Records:
□ □ □

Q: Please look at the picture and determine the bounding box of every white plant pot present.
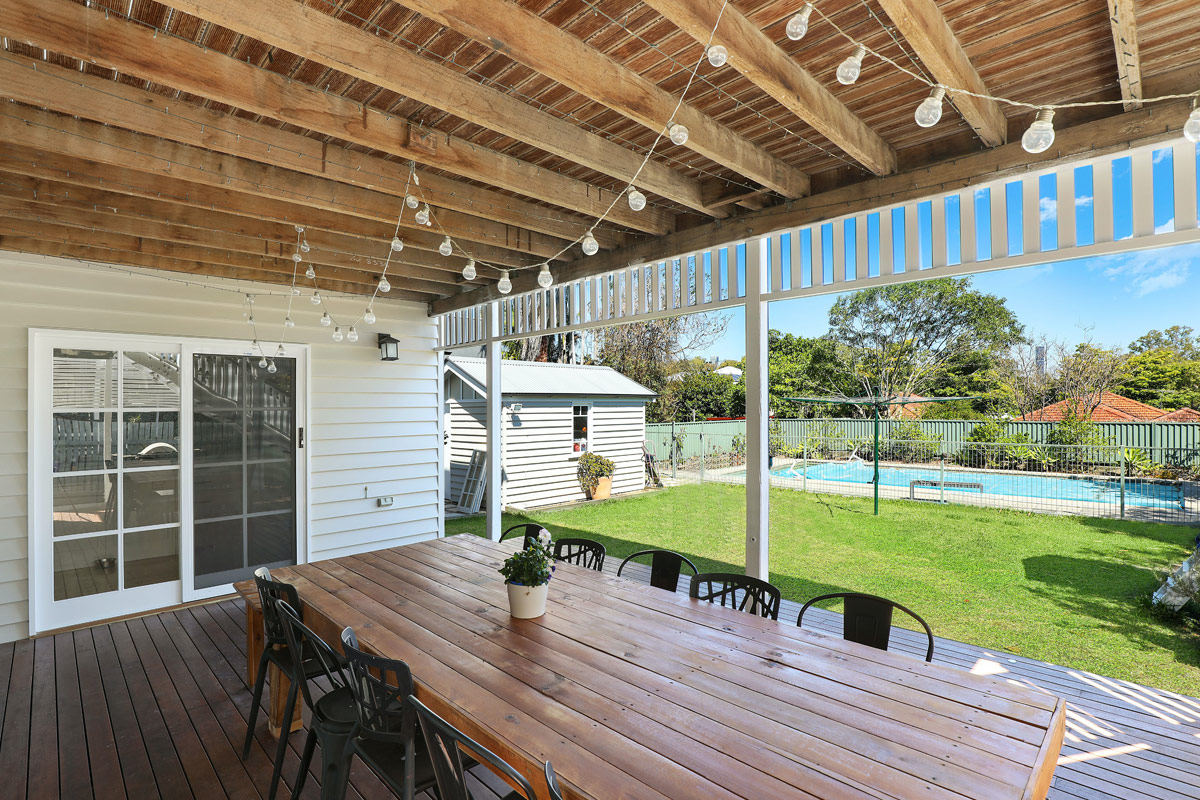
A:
[506,583,550,619]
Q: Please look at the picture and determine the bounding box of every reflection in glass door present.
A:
[192,353,298,594]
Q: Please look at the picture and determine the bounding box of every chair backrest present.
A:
[275,600,350,709]
[554,539,604,572]
[617,549,700,591]
[688,572,782,619]
[342,627,413,745]
[404,696,536,800]
[500,522,546,547]
[254,566,300,648]
[796,591,934,661]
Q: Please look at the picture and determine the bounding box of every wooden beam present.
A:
[0,143,540,271]
[880,0,1008,148]
[646,0,896,176]
[430,91,1190,314]
[404,0,809,197]
[0,0,674,239]
[159,0,703,215]
[0,103,565,258]
[1109,0,1142,112]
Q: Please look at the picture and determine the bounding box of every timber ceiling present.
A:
[0,0,1200,302]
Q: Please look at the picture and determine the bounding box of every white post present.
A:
[484,302,504,542]
[742,239,772,581]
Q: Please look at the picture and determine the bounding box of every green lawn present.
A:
[446,485,1200,696]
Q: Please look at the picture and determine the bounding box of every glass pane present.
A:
[192,464,242,519]
[246,410,295,459]
[125,528,179,589]
[193,518,248,589]
[121,353,179,409]
[122,469,179,528]
[192,353,242,409]
[192,409,246,464]
[246,461,296,512]
[54,534,116,600]
[54,474,116,536]
[246,512,296,565]
[54,411,116,473]
[52,348,116,408]
[124,412,179,469]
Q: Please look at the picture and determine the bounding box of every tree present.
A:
[828,278,1022,413]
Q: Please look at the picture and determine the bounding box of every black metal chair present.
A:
[276,600,359,800]
[796,591,934,661]
[554,539,604,572]
[688,572,782,620]
[617,549,700,591]
[404,696,538,800]
[500,522,546,547]
[342,627,437,796]
[241,567,340,800]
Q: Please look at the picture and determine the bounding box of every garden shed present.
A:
[444,356,655,509]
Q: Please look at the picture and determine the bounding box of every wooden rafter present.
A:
[163,0,703,210]
[1109,0,1142,112]
[647,0,896,175]
[404,0,809,197]
[880,0,1008,148]
[0,0,673,239]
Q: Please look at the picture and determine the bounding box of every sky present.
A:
[697,148,1200,360]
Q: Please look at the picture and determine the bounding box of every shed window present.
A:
[571,405,592,452]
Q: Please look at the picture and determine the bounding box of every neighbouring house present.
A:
[1018,392,1200,422]
[444,356,655,509]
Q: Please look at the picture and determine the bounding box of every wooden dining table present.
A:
[238,535,1066,800]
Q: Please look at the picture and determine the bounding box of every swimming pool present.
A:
[758,461,1183,509]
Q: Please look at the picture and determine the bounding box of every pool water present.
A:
[758,461,1183,509]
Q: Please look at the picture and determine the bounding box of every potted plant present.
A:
[577,453,614,500]
[500,529,554,619]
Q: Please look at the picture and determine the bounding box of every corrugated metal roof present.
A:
[446,356,655,398]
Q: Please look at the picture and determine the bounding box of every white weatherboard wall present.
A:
[0,253,442,642]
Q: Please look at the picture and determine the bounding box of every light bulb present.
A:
[913,86,946,128]
[583,230,600,255]
[786,2,812,42]
[1183,108,1200,144]
[1021,108,1054,154]
[838,44,866,86]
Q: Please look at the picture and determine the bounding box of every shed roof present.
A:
[446,356,656,399]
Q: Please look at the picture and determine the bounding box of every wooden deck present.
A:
[0,554,1200,800]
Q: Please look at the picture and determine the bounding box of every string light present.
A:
[838,44,866,86]
[1021,108,1054,154]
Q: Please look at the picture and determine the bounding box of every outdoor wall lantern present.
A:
[379,333,400,361]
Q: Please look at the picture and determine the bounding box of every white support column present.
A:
[743,239,770,581]
[484,302,504,542]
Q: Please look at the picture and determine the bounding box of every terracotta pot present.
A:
[506,583,550,619]
[588,477,612,500]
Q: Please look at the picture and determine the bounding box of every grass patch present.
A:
[446,485,1200,696]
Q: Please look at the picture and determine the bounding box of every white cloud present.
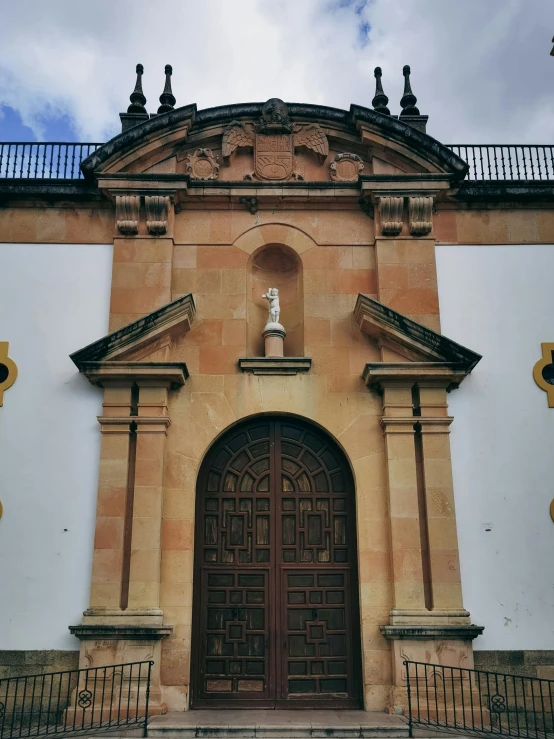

□ □ □

» **Exercise brief**
Express every line of the rows above as a JSON list of strings, one string per line, skipping blank lines and leaving the pictures out.

» **Exercise answer**
[
  "Q: Please look at the picture and determine the bounding box of every white plant pot present.",
  "A:",
  "[506,583,550,619]",
  "Q: Please look at the picture and determine the bounding box of every reflection in glass door present.",
  "A:",
  "[192,353,298,594]",
  "Q: Please look at the picture and determine the bounding box of every chair backrest present.",
  "A:",
  "[275,600,350,709]",
  "[554,539,604,572]",
  "[617,549,700,591]",
  "[688,572,782,619]",
  "[342,627,413,745]",
  "[404,696,536,800]",
  "[500,522,546,547]",
  "[254,566,300,648]",
  "[796,591,934,661]",
  "Q: Please look at the picture and determine the bounding box of every wooden beam present.",
  "A:",
  "[0,143,540,271]",
  "[880,0,1008,148]",
  "[646,0,896,176]",
  "[430,91,1190,314]",
  "[404,0,809,197]",
  "[0,0,674,239]",
  "[159,0,703,215]",
  "[0,103,565,258]",
  "[1109,0,1142,112]",
  "Q: Please look at the picture and determine the bounding box of every timber ceiling present.",
  "A:",
  "[0,0,1200,302]",
  "Q: Please look at the picture and determine the bounding box of every white post present.",
  "A:",
  "[484,302,504,542]",
  "[742,239,772,581]",
  "Q: Please look at the picture and determine the bounding box of every green lawn present.",
  "A:",
  "[446,485,1200,696]",
  "Q: Please look at the picture and determine the bounding box of every glass pane present.",
  "A:",
  "[192,464,242,519]",
  "[246,410,295,459]",
  "[125,528,179,589]",
  "[193,518,248,589]",
  "[121,353,179,409]",
  "[122,469,179,528]",
  "[192,353,242,409]",
  "[192,409,246,464]",
  "[246,461,296,512]",
  "[54,534,116,600]",
  "[54,474,116,536]",
  "[246,512,296,565]",
  "[54,411,116,473]",
  "[52,348,116,408]",
  "[124,412,179,469]",
  "Q: Please look at the picture and determine the bounding box of every tree present.",
  "A:",
  "[828,278,1022,413]",
  "Q: Please look at the picture and determine the bounding box of every black metal chair present.",
  "A:",
  "[276,600,359,800]",
  "[796,591,934,661]",
  "[554,539,604,572]",
  "[688,572,782,620]",
  "[617,549,700,591]",
  "[404,696,538,800]",
  "[500,522,546,547]",
  "[342,627,437,796]",
  "[241,567,340,800]",
  "Q: Please look at the picture and determine the bounding box of every garden shed present.",
  "A:",
  "[444,356,655,509]",
  "Q: Please look at the picture and determine the bounding box of every wooden rafter present.",
  "A:",
  "[163,0,703,210]",
  "[1109,0,1142,112]",
  "[647,0,896,175]",
  "[404,0,809,197]",
  "[880,0,1008,148]",
  "[0,0,673,239]",
  "Q: Please look at the picture and determine the bounding box of every sky present.",
  "A:",
  "[697,148,1200,360]",
  "Q: Please look at the picture and determine the bounding box of every shed window present.",
  "A:",
  "[571,405,592,452]",
  "Q: Please look at the picture and determine the bounding box of every neighbouring house present.",
  "A:",
  "[1018,392,1200,422]",
  "[444,356,655,509]",
  "Q: Please look at the picture and determine the bounding box of every wooden dining table present.",
  "A:",
  "[238,535,1066,800]",
  "Q: Please look at the picture and determine the bounding box of every swimming pool present.",
  "A:",
  "[758,461,1183,509]",
  "Q: Please look at the picture and determine the bounding box of every pool water present.",
  "A:",
  "[758,461,1183,509]",
  "Q: Please look at the picture and determine the bounding box of every potted plant present.",
  "A:",
  "[577,453,614,500]",
  "[500,529,554,619]",
  "Q: Please look at the picture and determine the bounding box of every corrugated metal roof present.",
  "A:",
  "[446,356,655,398]",
  "Q: Please look at the picture and determine the bounding box of every white weatherboard wall present.",
  "A:",
  "[0,253,442,642]",
  "Q: Please look at the picture and determine the bounding box of every light bulb present.",
  "A:",
  "[913,86,946,128]",
  "[583,230,600,255]",
  "[786,2,812,42]",
  "[1183,108,1200,144]",
  "[1021,108,1054,154]",
  "[838,44,866,86]",
  "Q: Please look at the picture and determine the bounding box of every shed roof present.",
  "A:",
  "[446,356,656,399]",
  "Q: Please look at the picture and determine the bounding box of every wooden deck present.",
  "A:",
  "[0,554,1200,800]",
  "Q: Please look at the picture and determine the bounding box of every string light present.",
  "A:",
  "[838,44,866,86]",
  "[1021,108,1054,154]",
  "Q: Please look at the picture and determine the bounding box of every outdoor wall lantern present.",
  "A:",
  "[379,333,400,361]",
  "Q: Please look at the picture and determine the bounding box of every white support column present.",
  "A:",
  "[743,239,770,581]",
  "[484,302,504,542]",
  "Q: Please look at the picture and determine the bounding box of every terracotta pot present.",
  "A:",
  "[506,583,550,619]",
  "[588,477,612,500]",
  "Q: Please look at the picture and determine the bounding box of every grass patch present.",
  "A:",
  "[446,485,1200,696]",
  "Q: Please look at the picture and determine the bounding box of every white cloud present."
]